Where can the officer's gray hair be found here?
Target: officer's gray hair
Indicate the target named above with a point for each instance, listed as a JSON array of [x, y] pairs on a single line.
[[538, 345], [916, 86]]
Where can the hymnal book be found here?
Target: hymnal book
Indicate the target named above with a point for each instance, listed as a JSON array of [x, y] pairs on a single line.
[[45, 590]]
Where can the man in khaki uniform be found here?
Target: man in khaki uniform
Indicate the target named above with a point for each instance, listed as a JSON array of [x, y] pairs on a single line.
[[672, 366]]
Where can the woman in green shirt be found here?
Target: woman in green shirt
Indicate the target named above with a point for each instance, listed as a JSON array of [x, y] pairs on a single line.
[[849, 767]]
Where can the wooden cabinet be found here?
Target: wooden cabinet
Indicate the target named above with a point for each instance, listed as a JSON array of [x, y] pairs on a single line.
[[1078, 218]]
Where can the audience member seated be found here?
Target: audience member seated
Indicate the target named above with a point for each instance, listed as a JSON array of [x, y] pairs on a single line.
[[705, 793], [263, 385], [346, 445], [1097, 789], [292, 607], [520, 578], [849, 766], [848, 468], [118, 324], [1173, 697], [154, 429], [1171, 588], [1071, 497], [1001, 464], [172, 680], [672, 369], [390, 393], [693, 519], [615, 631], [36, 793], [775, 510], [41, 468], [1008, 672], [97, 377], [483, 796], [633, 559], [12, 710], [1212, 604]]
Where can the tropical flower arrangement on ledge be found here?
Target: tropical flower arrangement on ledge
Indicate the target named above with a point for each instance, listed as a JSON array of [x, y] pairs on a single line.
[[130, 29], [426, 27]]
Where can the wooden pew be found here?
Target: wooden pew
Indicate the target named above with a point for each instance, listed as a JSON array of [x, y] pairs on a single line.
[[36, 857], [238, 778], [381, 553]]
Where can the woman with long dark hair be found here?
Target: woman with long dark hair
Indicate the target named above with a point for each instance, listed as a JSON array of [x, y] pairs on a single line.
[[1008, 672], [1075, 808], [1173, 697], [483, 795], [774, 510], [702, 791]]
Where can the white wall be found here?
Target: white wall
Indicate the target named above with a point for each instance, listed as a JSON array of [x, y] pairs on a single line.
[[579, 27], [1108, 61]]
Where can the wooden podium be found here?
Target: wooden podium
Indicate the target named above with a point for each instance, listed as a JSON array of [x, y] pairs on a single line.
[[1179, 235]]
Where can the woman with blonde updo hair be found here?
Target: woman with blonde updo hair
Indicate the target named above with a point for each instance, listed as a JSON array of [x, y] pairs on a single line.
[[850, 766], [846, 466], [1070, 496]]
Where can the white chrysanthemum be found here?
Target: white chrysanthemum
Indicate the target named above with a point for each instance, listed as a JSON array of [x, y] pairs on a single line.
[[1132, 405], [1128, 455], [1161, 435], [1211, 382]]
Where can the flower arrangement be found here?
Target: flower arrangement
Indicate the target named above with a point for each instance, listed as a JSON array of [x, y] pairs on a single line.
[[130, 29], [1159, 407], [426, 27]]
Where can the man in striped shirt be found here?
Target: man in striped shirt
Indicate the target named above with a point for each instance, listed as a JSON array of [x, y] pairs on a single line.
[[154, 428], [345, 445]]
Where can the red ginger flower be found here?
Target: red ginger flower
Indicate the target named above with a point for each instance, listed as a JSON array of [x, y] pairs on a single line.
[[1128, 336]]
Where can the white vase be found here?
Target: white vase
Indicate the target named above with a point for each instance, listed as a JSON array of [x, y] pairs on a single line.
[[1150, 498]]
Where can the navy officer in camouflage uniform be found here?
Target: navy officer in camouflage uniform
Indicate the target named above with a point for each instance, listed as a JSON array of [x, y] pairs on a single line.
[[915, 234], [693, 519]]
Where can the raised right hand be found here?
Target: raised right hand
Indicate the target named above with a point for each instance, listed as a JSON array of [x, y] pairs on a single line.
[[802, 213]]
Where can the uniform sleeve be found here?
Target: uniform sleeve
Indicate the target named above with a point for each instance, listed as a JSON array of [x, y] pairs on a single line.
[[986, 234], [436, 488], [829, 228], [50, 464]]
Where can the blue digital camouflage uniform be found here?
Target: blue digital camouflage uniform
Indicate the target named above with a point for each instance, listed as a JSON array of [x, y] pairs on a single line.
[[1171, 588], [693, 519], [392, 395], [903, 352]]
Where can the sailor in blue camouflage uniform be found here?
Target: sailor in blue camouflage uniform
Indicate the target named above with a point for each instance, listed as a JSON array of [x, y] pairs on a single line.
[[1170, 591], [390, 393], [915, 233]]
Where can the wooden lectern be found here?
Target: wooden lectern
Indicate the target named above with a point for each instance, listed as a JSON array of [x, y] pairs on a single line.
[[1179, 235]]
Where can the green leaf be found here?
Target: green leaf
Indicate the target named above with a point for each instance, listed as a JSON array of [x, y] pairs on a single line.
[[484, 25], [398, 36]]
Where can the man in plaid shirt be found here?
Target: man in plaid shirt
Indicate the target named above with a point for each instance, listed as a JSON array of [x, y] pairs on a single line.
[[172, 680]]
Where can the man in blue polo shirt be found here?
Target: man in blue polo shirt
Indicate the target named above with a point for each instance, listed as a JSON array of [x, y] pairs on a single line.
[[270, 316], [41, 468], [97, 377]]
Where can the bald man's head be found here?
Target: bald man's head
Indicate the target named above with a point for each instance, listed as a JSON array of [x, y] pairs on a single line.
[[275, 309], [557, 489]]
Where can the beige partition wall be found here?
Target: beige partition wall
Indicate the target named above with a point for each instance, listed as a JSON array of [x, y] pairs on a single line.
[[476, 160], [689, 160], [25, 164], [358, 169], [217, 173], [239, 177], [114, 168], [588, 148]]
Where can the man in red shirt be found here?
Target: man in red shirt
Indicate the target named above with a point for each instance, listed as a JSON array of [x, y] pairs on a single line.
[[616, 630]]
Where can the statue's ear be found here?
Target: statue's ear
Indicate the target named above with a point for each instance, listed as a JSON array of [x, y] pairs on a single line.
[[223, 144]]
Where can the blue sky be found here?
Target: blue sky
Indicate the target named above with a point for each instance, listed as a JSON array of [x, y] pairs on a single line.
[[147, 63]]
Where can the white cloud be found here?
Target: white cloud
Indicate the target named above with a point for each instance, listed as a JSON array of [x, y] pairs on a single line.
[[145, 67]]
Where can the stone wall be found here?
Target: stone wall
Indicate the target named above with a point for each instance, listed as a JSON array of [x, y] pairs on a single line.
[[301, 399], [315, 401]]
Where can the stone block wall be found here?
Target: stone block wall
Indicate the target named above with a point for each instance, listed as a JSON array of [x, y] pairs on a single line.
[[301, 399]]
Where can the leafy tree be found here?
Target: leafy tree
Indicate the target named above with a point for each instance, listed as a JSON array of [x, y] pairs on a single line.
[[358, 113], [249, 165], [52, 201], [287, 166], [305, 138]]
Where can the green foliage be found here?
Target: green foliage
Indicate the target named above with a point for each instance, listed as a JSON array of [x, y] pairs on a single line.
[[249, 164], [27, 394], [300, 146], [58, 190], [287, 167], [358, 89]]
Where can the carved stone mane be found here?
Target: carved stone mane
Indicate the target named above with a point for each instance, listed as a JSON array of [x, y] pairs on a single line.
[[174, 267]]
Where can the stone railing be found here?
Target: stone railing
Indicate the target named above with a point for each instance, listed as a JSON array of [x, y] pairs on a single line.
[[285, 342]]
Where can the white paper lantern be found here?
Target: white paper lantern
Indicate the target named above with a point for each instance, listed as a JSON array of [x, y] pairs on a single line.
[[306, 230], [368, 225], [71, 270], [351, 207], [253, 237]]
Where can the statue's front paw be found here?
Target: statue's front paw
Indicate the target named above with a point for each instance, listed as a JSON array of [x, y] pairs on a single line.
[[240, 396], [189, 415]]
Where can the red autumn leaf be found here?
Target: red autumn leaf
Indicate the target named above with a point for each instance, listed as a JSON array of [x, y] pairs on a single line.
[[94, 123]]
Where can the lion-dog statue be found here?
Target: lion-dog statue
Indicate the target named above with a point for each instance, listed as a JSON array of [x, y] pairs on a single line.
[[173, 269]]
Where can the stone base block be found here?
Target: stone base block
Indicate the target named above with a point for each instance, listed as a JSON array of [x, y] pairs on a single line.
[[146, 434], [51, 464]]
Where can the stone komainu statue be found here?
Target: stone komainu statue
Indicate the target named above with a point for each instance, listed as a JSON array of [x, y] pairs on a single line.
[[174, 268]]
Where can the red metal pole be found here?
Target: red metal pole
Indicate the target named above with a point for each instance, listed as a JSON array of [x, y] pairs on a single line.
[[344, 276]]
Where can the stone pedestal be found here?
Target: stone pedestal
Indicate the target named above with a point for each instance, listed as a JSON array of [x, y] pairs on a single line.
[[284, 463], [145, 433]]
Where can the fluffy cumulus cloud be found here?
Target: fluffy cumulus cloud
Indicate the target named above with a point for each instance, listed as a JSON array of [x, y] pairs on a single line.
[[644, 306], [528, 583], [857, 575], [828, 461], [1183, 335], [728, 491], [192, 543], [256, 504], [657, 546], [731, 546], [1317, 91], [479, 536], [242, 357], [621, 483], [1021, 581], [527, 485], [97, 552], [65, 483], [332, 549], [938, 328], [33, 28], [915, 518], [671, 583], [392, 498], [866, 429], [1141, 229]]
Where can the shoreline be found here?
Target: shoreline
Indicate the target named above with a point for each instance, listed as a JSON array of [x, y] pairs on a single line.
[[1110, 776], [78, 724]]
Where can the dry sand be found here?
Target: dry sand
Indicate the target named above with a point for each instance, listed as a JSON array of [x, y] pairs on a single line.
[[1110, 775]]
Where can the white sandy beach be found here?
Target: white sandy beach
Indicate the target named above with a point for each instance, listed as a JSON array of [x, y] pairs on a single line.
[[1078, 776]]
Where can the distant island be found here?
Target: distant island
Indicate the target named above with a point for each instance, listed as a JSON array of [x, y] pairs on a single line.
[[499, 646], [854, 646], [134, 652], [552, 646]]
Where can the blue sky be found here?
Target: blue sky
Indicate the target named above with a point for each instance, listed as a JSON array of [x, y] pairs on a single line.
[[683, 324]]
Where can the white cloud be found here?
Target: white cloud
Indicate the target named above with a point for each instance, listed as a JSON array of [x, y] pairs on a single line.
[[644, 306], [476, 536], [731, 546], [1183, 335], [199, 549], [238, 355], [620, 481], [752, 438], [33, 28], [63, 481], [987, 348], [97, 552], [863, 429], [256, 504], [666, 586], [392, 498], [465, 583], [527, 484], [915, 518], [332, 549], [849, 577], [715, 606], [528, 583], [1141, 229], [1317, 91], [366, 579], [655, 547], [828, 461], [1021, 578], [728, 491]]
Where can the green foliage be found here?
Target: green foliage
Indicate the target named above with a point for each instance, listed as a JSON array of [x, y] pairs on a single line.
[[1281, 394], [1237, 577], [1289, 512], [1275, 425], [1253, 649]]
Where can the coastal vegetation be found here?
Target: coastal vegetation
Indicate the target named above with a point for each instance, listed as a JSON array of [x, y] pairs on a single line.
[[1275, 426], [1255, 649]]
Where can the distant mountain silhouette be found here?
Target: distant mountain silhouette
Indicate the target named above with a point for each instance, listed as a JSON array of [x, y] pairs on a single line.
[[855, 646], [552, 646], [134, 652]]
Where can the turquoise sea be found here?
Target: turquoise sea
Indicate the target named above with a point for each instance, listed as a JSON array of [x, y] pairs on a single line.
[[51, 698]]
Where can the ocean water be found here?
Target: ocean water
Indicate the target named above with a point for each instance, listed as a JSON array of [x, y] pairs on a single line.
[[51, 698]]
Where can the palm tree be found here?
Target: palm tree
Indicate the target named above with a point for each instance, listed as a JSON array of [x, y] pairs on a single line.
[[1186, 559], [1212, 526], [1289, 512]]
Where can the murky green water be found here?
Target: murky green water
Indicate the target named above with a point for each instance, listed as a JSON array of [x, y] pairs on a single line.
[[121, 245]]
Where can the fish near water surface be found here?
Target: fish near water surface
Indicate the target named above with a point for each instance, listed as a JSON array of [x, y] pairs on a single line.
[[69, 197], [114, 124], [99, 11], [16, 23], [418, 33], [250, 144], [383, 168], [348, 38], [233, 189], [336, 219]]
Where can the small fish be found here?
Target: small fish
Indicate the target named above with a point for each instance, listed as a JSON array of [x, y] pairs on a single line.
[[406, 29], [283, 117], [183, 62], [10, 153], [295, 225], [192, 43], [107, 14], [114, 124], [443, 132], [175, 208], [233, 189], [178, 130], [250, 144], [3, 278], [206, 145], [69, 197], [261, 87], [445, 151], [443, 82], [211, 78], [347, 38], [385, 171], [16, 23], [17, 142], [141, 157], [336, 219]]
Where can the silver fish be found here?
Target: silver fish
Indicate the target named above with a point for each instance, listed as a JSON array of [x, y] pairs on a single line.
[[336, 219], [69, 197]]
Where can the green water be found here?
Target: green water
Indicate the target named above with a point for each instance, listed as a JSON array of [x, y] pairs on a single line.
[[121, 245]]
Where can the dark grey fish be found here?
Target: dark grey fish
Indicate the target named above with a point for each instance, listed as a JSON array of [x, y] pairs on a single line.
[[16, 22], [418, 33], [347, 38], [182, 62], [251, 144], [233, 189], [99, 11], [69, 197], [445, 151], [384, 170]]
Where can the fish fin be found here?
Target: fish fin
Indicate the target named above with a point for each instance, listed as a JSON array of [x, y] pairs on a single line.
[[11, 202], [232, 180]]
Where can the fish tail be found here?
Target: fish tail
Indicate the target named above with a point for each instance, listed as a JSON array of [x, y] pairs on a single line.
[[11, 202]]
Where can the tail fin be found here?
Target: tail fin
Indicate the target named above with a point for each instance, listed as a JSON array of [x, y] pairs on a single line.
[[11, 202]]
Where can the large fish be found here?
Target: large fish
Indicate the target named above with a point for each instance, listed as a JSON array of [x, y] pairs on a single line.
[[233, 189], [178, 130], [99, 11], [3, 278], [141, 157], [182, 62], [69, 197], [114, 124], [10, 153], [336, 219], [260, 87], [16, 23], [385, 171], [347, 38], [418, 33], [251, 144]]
++++++++
→ Task to complete: Can you retype everything in the listing from the line containing "Where can the distant island be found here?" down to the line containing "[[499, 646], [854, 646], [134, 652], [552, 646]]", both of those lines included, without changing anything?

→ Result of this exercise:
Where can the distant island be found here?
Target: distant island
Indicate the target named above with a point for each instance, listed as a JSON array of [x, y] pairs on a single line.
[[499, 646], [854, 646], [134, 652], [552, 646]]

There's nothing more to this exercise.